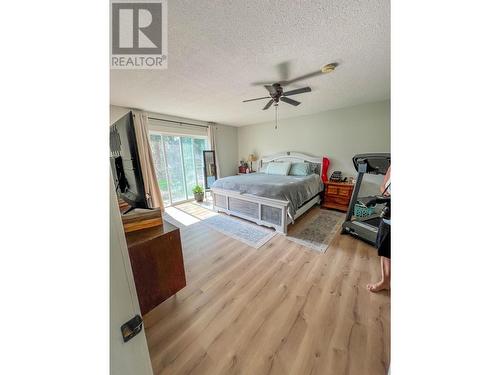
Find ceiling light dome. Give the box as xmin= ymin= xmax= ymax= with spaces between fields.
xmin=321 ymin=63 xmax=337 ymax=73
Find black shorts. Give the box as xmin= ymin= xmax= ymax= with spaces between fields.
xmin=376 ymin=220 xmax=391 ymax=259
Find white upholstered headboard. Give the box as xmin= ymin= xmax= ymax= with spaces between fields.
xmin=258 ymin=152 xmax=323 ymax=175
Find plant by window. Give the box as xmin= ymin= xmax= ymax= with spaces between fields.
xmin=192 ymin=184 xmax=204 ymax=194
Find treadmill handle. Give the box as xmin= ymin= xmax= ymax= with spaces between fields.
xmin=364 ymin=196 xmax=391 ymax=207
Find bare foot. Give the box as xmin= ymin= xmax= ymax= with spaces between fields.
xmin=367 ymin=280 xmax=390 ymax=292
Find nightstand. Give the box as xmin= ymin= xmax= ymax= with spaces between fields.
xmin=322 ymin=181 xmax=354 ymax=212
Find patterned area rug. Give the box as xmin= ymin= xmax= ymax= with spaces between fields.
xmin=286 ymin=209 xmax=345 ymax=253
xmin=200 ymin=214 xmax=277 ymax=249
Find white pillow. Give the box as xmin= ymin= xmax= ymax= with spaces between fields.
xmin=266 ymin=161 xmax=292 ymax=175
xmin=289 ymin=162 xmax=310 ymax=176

........

_WHAT NEEDS TO BE DONE_. Drop the pictures; repeat each entry above exactly.

_RESULT OF THIS EXERCISE_.
Find ceiling light dome. Give the box as xmin= ymin= xmax= ymax= with spaces between fields.
xmin=321 ymin=63 xmax=337 ymax=73
Find black shorts. Give the box as xmin= ymin= xmax= ymax= with spaces between fields.
xmin=376 ymin=220 xmax=391 ymax=259
Find white upholstered headboard. Give the box as xmin= ymin= xmax= ymax= with spaces between fields.
xmin=258 ymin=152 xmax=323 ymax=175
Find plant by window. Give the box as xmin= ymin= xmax= ymax= with spaces between fields.
xmin=192 ymin=184 xmax=204 ymax=194
Find treadmill handle. Give the box as xmin= ymin= xmax= ymax= with spaces between fields.
xmin=364 ymin=196 xmax=391 ymax=207
Find bare foot. Give the box as xmin= ymin= xmax= ymax= with spaces between fields.
xmin=367 ymin=280 xmax=390 ymax=292
Find nightstand. Give the box as xmin= ymin= xmax= ymax= with spaces between fields.
xmin=322 ymin=181 xmax=354 ymax=212
Find patterned area rug. Give the box as xmin= ymin= xmax= ymax= with spaces between fields.
xmin=286 ymin=209 xmax=345 ymax=253
xmin=200 ymin=214 xmax=277 ymax=249
Find white pillow. Give the box as xmin= ymin= xmax= ymax= with spaces between fields.
xmin=266 ymin=161 xmax=292 ymax=175
xmin=289 ymin=162 xmax=310 ymax=176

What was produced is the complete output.